- STATED TASK:
Set down, word for word, the stretch of lines from the one containing "written like (463,507)." to the end of the records below.

==== SUPPLIED ENTRIES

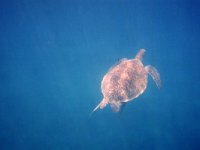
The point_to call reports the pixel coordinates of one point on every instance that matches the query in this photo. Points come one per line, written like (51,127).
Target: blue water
(54,53)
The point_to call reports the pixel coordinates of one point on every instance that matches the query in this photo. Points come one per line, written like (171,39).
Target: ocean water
(54,53)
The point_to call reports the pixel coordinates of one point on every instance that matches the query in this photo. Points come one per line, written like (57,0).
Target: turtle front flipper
(154,74)
(116,106)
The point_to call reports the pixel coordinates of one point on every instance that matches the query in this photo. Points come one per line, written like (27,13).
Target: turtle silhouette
(126,81)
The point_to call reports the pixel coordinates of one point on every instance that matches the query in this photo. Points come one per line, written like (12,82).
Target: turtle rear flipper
(154,74)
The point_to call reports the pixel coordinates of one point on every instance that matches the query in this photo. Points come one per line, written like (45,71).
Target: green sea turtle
(126,81)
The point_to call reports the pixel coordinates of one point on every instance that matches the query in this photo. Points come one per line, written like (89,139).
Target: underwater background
(54,54)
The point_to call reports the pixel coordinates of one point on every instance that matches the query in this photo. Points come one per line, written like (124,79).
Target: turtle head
(140,54)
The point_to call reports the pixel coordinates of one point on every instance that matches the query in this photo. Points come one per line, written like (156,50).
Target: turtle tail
(140,54)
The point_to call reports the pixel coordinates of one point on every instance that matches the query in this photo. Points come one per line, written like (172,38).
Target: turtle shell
(125,81)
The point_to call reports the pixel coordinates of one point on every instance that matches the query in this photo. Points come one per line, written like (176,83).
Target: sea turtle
(126,81)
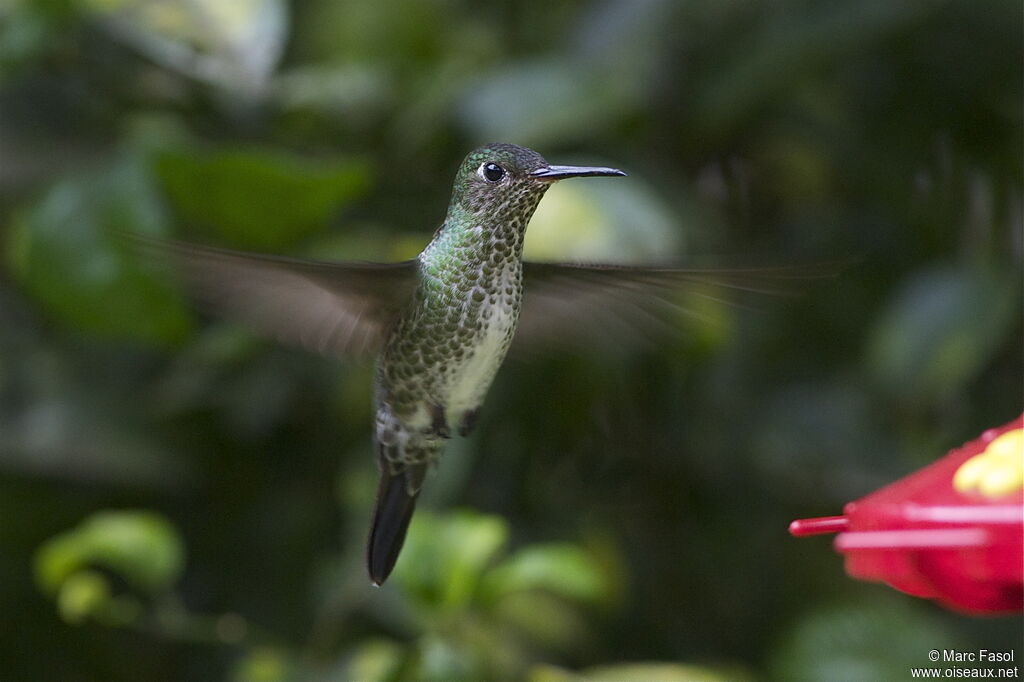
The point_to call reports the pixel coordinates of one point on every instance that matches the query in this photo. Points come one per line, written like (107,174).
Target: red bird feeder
(951,531)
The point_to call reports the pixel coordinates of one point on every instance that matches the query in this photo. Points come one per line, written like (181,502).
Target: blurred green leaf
(606,220)
(82,595)
(940,329)
(376,659)
(542,102)
(645,672)
(254,199)
(564,570)
(263,664)
(546,621)
(444,557)
(878,639)
(235,46)
(141,547)
(68,253)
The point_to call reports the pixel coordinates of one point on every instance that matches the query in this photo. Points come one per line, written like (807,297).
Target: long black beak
(562,172)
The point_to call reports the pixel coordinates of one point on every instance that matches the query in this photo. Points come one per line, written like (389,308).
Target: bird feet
(468,422)
(438,424)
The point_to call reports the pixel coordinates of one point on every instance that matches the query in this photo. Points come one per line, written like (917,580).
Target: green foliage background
(181,500)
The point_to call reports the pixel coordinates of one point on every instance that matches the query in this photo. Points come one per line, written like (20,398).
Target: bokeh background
(181,500)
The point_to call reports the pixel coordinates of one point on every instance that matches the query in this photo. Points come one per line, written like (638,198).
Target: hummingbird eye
(492,172)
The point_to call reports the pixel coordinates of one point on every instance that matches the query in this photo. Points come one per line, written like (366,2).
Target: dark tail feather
(394,510)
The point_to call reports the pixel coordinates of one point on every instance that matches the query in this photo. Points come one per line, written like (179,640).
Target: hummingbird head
(504,183)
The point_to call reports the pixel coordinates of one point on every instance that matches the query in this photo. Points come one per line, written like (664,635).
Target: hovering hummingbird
(439,325)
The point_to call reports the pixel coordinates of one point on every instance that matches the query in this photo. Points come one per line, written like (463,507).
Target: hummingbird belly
(467,381)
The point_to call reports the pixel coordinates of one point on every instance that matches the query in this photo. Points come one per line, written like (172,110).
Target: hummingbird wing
(332,308)
(584,302)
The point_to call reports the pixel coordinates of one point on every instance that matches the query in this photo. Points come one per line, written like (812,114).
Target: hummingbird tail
(395,504)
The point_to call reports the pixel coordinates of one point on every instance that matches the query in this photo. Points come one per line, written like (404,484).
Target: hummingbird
(439,326)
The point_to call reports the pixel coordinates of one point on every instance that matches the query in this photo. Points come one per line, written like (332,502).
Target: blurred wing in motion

========

- SOLUTION FOR THIS EXERCISE:
The point_to call reports the pixel coordinates of one point on every instance that matches the query in this photo. Points come one per line, written like (463,507).
Target: hummingbird belly
(467,381)
The point_to call reports the pixel coordinates of one point on every instance that matches the query in this photo. Points come one per line, written like (172,110).
Target: hummingbird wing
(332,308)
(584,302)
The point_to call reports the pixel coordinates of one point on every instance that matches the query in this photo. Points come one per line, written like (812,114).
Target: hummingbird tail
(395,504)
The point_to call reports the pixel coordinates of one point on every instance that matches the query in this photo. Points come one per line, written like (404,484).
Target: hummingbird
(439,326)
The point_to call reports the pixel coordinates of one point on every instance that matches the query in this photo. Points come one per line, written like (332,502).
Target: blurred wing in motion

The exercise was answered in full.